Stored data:

-*-*-

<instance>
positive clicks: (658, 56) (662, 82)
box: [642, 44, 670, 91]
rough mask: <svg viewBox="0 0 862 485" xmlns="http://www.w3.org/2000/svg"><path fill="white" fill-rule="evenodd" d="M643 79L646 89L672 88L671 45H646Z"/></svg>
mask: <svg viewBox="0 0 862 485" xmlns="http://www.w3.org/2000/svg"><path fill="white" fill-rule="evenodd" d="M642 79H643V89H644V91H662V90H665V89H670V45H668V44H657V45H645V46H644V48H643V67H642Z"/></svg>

-*-*-

-- WHAT TO WORK ON --
Please copy each entry. Leave nothing out.

-- EXERCISE SOLUTION --
<instance>
positive clicks: (658, 56) (662, 82)
box: [642, 44, 670, 91]
rough mask: <svg viewBox="0 0 862 485" xmlns="http://www.w3.org/2000/svg"><path fill="white" fill-rule="evenodd" d="M643 79L646 89L672 88L671 45H646Z"/></svg>
mask: <svg viewBox="0 0 862 485" xmlns="http://www.w3.org/2000/svg"><path fill="white" fill-rule="evenodd" d="M642 79H643V89H644V91H662V90H665V89H670V45H668V44H657V45H645V46H644V48H643V67H642Z"/></svg>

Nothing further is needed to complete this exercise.